• [Written instruction]:
Only the lines from the one containing "Tag the statue" through the final line of the material below should be output, exactly as they stand.

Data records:
........
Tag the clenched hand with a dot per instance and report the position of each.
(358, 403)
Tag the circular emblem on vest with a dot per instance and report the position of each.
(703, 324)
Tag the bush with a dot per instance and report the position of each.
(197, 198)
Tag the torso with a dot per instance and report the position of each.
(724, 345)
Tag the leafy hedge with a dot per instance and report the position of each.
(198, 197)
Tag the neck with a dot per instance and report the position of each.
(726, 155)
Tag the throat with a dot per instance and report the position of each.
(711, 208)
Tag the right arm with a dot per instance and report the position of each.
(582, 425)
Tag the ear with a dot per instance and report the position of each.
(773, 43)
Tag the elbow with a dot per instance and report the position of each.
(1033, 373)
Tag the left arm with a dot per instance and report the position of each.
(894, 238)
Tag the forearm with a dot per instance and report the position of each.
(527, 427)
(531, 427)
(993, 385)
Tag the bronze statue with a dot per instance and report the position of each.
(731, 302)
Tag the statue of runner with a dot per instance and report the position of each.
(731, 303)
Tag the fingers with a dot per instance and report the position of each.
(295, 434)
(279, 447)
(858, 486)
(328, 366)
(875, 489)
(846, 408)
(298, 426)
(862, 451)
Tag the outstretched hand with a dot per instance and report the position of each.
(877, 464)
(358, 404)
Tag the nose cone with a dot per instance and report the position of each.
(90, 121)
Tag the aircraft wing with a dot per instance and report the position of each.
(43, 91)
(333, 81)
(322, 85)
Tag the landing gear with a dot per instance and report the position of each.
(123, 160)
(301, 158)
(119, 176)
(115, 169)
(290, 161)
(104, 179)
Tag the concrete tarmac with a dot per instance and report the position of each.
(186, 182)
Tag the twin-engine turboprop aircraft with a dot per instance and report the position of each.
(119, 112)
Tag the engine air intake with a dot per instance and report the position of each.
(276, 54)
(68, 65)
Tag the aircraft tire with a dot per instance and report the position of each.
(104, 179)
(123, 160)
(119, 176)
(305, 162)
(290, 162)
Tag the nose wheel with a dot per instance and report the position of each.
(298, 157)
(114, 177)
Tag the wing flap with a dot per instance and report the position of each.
........
• [Solution to the exercise]:
Tag the statue of runner with a dot per instance and report the position of each.
(731, 303)
Tag the fingers with a dot per instance and report the position of each.
(295, 434)
(279, 447)
(858, 486)
(328, 366)
(875, 489)
(846, 408)
(298, 426)
(862, 451)
Tag the outstretched hand with a dot per instance and report the position of each.
(877, 464)
(358, 404)
Tag the nose cone with a dot per instance and report the position of each.
(90, 121)
Tag the aircraft wing with a dot per instance and report the position of each.
(43, 91)
(333, 81)
(322, 85)
Tag the landing gear with a dot per instance and report the position of each.
(123, 160)
(301, 158)
(119, 176)
(115, 169)
(290, 161)
(104, 179)
Tag the concrete tarmac with a dot per instance and report the position of each.
(186, 182)
Tag the twin-engine turboprop aircraft with a dot per instance and report the position of each.
(119, 112)
Tag the engine air intake with a dot per instance and report the position of each.
(276, 54)
(68, 65)
Tag the aircraft tire with a dot per instance and report the position of each.
(104, 179)
(123, 160)
(119, 176)
(305, 162)
(290, 162)
Tag the nose wheel with a dot per instance and report the position of each.
(298, 157)
(114, 177)
Tag the wing flap with a dot per instance and report the position of each.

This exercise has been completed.